Description of the task:
Both the line with "Target: chimney" and the line with "Target: balcony railing" in the records below must appear in the output, along with every line between them, exactly and with nothing added.

Available data:
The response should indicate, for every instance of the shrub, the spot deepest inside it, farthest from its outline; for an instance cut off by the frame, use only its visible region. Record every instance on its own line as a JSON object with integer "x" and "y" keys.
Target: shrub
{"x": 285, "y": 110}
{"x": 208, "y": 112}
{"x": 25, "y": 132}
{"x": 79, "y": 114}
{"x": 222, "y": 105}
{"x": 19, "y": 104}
---
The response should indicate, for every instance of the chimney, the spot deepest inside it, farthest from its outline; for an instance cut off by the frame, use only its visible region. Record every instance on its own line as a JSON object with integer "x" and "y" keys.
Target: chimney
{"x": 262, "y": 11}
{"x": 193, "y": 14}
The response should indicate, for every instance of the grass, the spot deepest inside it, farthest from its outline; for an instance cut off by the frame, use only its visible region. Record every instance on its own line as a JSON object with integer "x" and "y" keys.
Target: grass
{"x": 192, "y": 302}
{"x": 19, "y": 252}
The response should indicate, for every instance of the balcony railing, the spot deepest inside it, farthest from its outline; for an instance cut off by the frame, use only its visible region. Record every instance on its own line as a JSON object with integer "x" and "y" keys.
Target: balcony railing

Task output:
Target: chimney
{"x": 262, "y": 11}
{"x": 193, "y": 14}
The response should indicate, for every instance of the grass, the spot deepest inside it, farthest from its outline; for an instance cut off by the frame, use only its visible region. Record every instance on its own line as a JSON object with integer "x" and "y" keys.
Target: grass
{"x": 192, "y": 302}
{"x": 19, "y": 252}
The response should indicate, for every instance of the balcony railing, the spot deepest inside it, farthest from its outline; for an instance cut off by the frame, use only its visible region. Record every instance on its own line as a JSON object with integer "x" and "y" keys.
Target: balcony railing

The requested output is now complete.